Stated goal. Change every "single marker" in the entries below to "single point", and copy everything else as it stands.

#####

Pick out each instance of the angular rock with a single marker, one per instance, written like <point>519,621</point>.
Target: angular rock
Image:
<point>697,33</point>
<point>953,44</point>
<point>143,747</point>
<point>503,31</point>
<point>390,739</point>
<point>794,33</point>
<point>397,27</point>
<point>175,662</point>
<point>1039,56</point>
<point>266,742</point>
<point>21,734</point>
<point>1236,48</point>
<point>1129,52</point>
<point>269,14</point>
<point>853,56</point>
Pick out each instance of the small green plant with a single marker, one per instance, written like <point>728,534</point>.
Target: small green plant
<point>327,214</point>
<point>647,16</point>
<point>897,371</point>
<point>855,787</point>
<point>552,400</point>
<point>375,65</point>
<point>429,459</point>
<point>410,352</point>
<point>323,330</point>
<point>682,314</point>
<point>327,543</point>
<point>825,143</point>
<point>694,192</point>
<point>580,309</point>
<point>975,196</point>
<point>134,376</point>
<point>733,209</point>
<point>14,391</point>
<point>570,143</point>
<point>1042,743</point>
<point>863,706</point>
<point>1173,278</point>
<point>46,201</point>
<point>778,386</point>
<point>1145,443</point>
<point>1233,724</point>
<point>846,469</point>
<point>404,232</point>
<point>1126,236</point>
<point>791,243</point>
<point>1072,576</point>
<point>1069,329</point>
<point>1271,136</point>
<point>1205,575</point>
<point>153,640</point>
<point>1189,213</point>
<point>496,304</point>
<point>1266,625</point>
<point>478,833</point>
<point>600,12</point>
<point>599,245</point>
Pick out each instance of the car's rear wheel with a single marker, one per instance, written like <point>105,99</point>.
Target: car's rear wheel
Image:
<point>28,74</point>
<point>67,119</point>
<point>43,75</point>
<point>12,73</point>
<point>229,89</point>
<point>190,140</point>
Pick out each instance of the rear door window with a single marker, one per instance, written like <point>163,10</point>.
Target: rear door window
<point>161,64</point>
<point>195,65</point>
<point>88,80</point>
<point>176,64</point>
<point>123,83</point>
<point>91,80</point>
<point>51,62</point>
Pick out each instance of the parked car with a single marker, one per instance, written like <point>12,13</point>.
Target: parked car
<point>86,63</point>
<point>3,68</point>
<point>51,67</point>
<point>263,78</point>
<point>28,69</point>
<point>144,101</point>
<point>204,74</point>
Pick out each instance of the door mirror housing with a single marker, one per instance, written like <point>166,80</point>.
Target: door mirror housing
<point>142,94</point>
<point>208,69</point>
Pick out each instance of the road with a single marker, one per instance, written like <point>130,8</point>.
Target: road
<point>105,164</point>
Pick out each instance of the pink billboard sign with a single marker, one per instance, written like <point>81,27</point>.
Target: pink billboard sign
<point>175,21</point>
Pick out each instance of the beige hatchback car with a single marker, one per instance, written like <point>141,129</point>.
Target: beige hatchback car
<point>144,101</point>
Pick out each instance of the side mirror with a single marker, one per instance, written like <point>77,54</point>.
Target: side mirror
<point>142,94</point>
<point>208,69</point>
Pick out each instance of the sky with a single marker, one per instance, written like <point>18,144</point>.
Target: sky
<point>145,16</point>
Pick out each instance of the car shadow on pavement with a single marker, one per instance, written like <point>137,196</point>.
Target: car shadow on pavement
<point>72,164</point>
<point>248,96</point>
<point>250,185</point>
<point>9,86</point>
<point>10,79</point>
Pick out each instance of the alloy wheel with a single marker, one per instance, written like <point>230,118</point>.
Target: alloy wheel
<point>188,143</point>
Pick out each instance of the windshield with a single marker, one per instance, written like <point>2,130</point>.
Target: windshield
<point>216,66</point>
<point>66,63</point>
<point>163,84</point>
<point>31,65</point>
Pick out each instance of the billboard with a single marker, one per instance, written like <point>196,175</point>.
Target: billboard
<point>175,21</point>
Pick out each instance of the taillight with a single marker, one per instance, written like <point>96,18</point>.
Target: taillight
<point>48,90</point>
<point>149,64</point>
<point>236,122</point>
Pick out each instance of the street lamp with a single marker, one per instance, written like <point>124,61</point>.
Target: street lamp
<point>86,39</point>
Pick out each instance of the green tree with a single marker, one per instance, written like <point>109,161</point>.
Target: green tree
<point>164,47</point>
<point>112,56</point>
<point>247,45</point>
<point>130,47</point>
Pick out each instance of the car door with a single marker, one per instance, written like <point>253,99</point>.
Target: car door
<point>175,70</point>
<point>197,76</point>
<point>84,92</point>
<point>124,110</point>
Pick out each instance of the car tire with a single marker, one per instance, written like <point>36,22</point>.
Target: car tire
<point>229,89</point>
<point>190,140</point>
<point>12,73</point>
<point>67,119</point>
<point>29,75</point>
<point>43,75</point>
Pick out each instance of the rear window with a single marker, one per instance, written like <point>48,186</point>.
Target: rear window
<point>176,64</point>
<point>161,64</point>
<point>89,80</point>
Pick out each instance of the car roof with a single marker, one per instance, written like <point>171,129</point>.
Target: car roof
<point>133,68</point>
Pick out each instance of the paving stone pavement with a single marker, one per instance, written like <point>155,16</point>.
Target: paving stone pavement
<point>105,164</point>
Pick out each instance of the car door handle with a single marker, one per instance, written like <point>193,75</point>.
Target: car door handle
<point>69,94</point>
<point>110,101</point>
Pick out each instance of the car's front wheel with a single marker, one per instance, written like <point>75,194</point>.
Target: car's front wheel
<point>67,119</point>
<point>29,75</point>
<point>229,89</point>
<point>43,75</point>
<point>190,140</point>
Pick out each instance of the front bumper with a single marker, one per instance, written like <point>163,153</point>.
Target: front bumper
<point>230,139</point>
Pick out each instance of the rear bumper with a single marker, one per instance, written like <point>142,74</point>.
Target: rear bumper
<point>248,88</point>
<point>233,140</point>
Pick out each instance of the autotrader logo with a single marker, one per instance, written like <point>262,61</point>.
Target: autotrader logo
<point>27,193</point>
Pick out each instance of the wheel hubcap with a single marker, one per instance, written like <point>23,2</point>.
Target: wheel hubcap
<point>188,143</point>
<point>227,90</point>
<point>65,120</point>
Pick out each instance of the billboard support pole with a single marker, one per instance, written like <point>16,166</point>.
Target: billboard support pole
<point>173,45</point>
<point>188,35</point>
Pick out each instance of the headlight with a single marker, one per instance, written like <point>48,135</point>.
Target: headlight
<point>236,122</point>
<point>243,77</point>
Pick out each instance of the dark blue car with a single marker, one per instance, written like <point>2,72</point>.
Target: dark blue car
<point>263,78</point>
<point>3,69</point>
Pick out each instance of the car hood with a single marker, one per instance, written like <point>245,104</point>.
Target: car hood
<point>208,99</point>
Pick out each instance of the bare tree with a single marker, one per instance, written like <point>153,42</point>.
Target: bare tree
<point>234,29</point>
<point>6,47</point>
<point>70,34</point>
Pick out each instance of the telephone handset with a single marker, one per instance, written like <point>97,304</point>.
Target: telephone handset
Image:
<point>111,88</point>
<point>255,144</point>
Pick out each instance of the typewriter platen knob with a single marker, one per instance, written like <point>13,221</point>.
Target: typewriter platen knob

#####

Worked answer.
Pick out each instance of the angular rock with a single point, one per instance, written like <point>519,621</point>.
Target: angular rock
Image:
<point>697,33</point>
<point>953,44</point>
<point>143,747</point>
<point>503,31</point>
<point>390,739</point>
<point>794,33</point>
<point>397,27</point>
<point>175,662</point>
<point>1039,56</point>
<point>266,742</point>
<point>21,734</point>
<point>1236,48</point>
<point>1129,52</point>
<point>269,14</point>
<point>853,56</point>
Pick out each instance of the small green plant with a single point, one per instance, written like <point>728,534</point>.
Target: small green plant
<point>327,214</point>
<point>647,16</point>
<point>897,371</point>
<point>855,787</point>
<point>552,400</point>
<point>375,65</point>
<point>429,459</point>
<point>410,352</point>
<point>323,330</point>
<point>682,314</point>
<point>327,543</point>
<point>825,143</point>
<point>694,192</point>
<point>580,309</point>
<point>975,196</point>
<point>134,376</point>
<point>733,209</point>
<point>14,391</point>
<point>570,143</point>
<point>1042,743</point>
<point>863,706</point>
<point>1173,278</point>
<point>46,201</point>
<point>778,386</point>
<point>1145,443</point>
<point>1233,724</point>
<point>846,469</point>
<point>404,232</point>
<point>1126,236</point>
<point>791,243</point>
<point>1072,576</point>
<point>1069,329</point>
<point>1271,136</point>
<point>1205,575</point>
<point>153,640</point>
<point>1189,213</point>
<point>496,304</point>
<point>1266,625</point>
<point>478,833</point>
<point>600,12</point>
<point>599,245</point>
Pick out each instance of the car's rear wheel with a single point, one per instance, written like <point>105,99</point>.
Target: car's rear wheel
Image:
<point>28,74</point>
<point>67,119</point>
<point>43,75</point>
<point>12,73</point>
<point>229,89</point>
<point>190,140</point>
Pick out each instance of the rear door window with a single point, one per instance, written like <point>163,10</point>.
Target: rear door window
<point>161,64</point>
<point>195,65</point>
<point>88,80</point>
<point>176,64</point>
<point>123,83</point>
<point>91,80</point>
<point>51,62</point>
Pick out each instance of the parked car with a single point, one per instance, written like <point>12,13</point>.
Target: parked car
<point>86,63</point>
<point>3,68</point>
<point>51,67</point>
<point>263,78</point>
<point>28,69</point>
<point>144,101</point>
<point>204,74</point>
Pick out each instance of the door mirror housing with a single point, one per instance, written like <point>166,80</point>.
Target: door mirror housing
<point>142,94</point>
<point>208,69</point>
Pick out each instance of the road with a single point, one per instance, written like <point>130,8</point>.
Target: road
<point>105,164</point>
Pick out each instance of the pink billboard sign with a single point, one per instance, written like <point>81,27</point>.
Target: pink billboard sign
<point>175,21</point>
Pick out each instance of the beige hatchback car with a single point, one per instance, written like <point>141,129</point>.
Target: beige hatchback car
<point>144,101</point>
Pick out each instance of the side mirror with a single point, one per instance, written like <point>77,54</point>.
Target: side mirror
<point>142,94</point>
<point>208,69</point>
Pick out each instance of the sky with a single point, one per instance, written like <point>18,144</point>.
Target: sky
<point>145,16</point>
Pick out each instance of the car shadow on pavement with a single point, one per instance, written like <point>137,196</point>.
Target: car shadow on pavement
<point>72,164</point>
<point>248,96</point>
<point>250,185</point>
<point>9,86</point>
<point>10,79</point>
Pick out each instance of the alloy wheel with a single point, one per instance, written like <point>230,118</point>.
Target: alloy wheel
<point>188,143</point>
Pick out each instance of the windshield with a single point, one per instance, written like <point>2,130</point>.
Target: windshield
<point>216,66</point>
<point>66,63</point>
<point>163,84</point>
<point>31,65</point>
Pick out each instance of the billboard with a single point, one per instance, written like <point>196,175</point>.
Target: billboard
<point>175,21</point>
Pick out each instance of the taillight with a single point, one per instance, written like <point>96,18</point>.
Target: taillight
<point>48,90</point>
<point>149,64</point>
<point>236,122</point>
Pick out each instance of the street lamp with a single point, one per instance, written like <point>124,61</point>.
Target: street lamp
<point>86,39</point>
Pick out each instance of the green tree with a single point, one per instance, written like <point>109,161</point>.
Target: green tree
<point>164,47</point>
<point>112,56</point>
<point>247,45</point>
<point>130,47</point>
Pick out each instance of the car door with a single point, one per instance, written like <point>253,99</point>.
Target: car door
<point>175,70</point>
<point>197,76</point>
<point>84,92</point>
<point>124,110</point>
Pick out each instance of the car tire with a single point, one per instance, written like <point>36,22</point>.
Target: car tire
<point>229,89</point>
<point>190,140</point>
<point>12,73</point>
<point>67,119</point>
<point>29,75</point>
<point>43,75</point>
Pick out each instance of the rear window with a single point, one per instance, written like <point>48,186</point>.
Target: rear window
<point>176,64</point>
<point>161,64</point>
<point>89,80</point>
Pick out each instance of the car roof with a single point, one per instance, written like <point>171,129</point>.
Target: car roof
<point>133,68</point>
Pick out each instance of the paving stone pavement with a single point, one per instance, written like <point>155,16</point>.
Target: paving stone pavement
<point>105,164</point>
Pick out each instance of the car door handle with a single point, one per instance, written like <point>193,75</point>.
Target: car door handle
<point>69,94</point>
<point>110,101</point>
Pick out each instance of the car's front wheel with a single point, one per instance, written like <point>75,194</point>.
Target: car's front wheel
<point>67,119</point>
<point>29,75</point>
<point>229,89</point>
<point>43,75</point>
<point>190,140</point>
Pick out each instance of the front bumper with a single point, one per instance, written like <point>163,153</point>.
Target: front bumper
<point>230,139</point>
Pick out each instance of the rear bumper with a single point, one per instance, written like <point>142,74</point>.
Target: rear bumper
<point>248,88</point>
<point>233,140</point>
Pick out each instance of the autotrader logo with a single point, one per instance, written like <point>262,61</point>.
Target: autotrader logo
<point>27,193</point>
Pick out each instance of the wheel hubcap with a single point, one per instance, written like <point>23,2</point>.
Target: wheel hubcap
<point>188,143</point>
<point>227,90</point>
<point>65,120</point>
Pick out each instance of the billboard support pole with a single point, one per instance, written like <point>16,166</point>.
Target: billboard support pole
<point>173,45</point>
<point>188,35</point>
Pick out each instance of the headlight with a single point, one per instance, written like <point>48,135</point>.
Target: headlight
<point>236,122</point>
<point>243,77</point>
Pick out each instance of the dark blue car with a single point, one per instance, written like <point>2,72</point>.
Target: dark blue car
<point>263,78</point>
<point>3,69</point>
Pick out each instance of the car hood with a single point, one per instance, written like <point>245,104</point>.
Target: car hood
<point>208,99</point>
Pick out each instance of the bare tree with a single point, one per instance, written like <point>153,42</point>.
Target: bare tree
<point>234,29</point>
<point>6,47</point>
<point>70,34</point>
Pick out each instance of the telephone handset with a single point, one per instance, written like <point>97,304</point>.
Target: telephone handset
Image:
<point>111,88</point>
<point>255,144</point>
Pick out each instance of the typewriter platen knob with a single point, one per instance, written like <point>13,221</point>.
Target: typewriter platen knob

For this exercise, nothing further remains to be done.